● Task list:
**1)** Transcribe the passage of the Havana travel post that begins at the words "The Streets of" and stops after the words "shot that day.".
**2)** Write the next part of the Havana travel post, picking up right after its last sentence.

● Document section:
The Streets of Havana


It has been a while since my last post, not sure why, though it is hard to choose from among more than a hundred images I shot that day.

8 February 2017

Our second day in Havana began with another lecture on the complex subject of religion in Cuba, this time by Dr. Maritza Corrales a member of Cuba’s small Jewish community and a leading expert on the subject. She spoke not only on Jews in Cuba but Cuban religion and culture in general.

After that we were off to old town Havana and a tour of the city’s plazas led by our own guide, José.  We were already familiar with Cathedral Square, so we began with the oldest plaza, Plaza de Armas, followed by the Plaza Vieja and finally the Plaza de San Francisco. Join us as we ramble the streets and squares of Habana.

● Information provided:
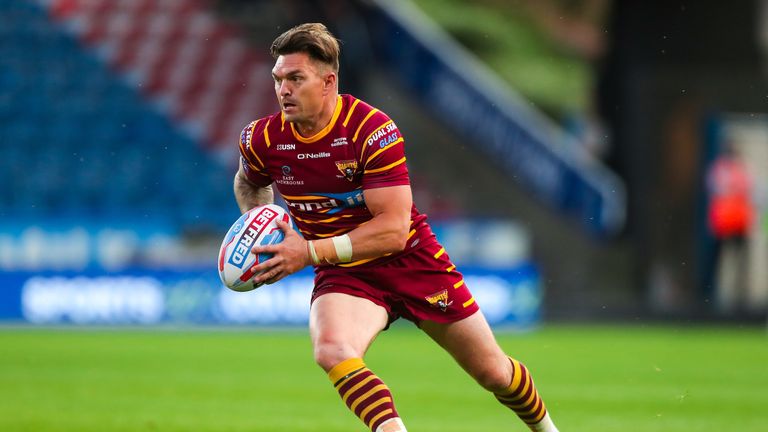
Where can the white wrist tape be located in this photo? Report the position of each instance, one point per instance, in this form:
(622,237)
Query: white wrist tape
(343,246)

● Task-by-task answers:
**1)**
The Streets of Havana


It has been a while since my last post, not sure why, though it is hard to choose from among more than a hundred images I shot that day.

**2)**
We started where we left off, near Cathedral Square

The Castillo Real

Having not taken notes, I am not able to identify all these buildings. This is, I think, part of the archeological museum. What's interesting is the renovation work

Plaza de Armas


Another of Havana's storied hotels, Ambos Mundos




Outdoor art in a little park dedicated to Simon Bolivar

La Plaza Vieja, despite the name it is not the oldest of Havana's plazas, but it was at one time one of its most exclusive

Contrast of old and new.

The Zanja Real was the original aqueduct for the city  from 1566 until 1835.


the fourth of our plazas, Plaza de San Francisco. From here we had a couple of free hours to roam the city


We ended up in several galleries

We visited here and I found myself drawn to the work of this artist, Annia Alonzo. After lunch  we returned and I bought my print.

A view of the city from the paladar Los Mercaderes. Lunch was pricey but good.
 After a standout lunch at Los Mercaderes, recommended by Road Scholar guide extraordinaire, Jim, we struck out on our own.F or me that meant returning to one of the galleries we had visited before and purchasing a print from the artist Annia Alonzo. Sadly I cannot show the print here now, as it is still being framed.
And some other galleries
From above this ceramic show hands in greeting

From below it is a protest piece. Interestingly there was protest art fairly commonly, including on the walls of the national gallery. Whatever may have been the case in the past, the impression that I had of Cuba today is one of fairly free and open speech and expression.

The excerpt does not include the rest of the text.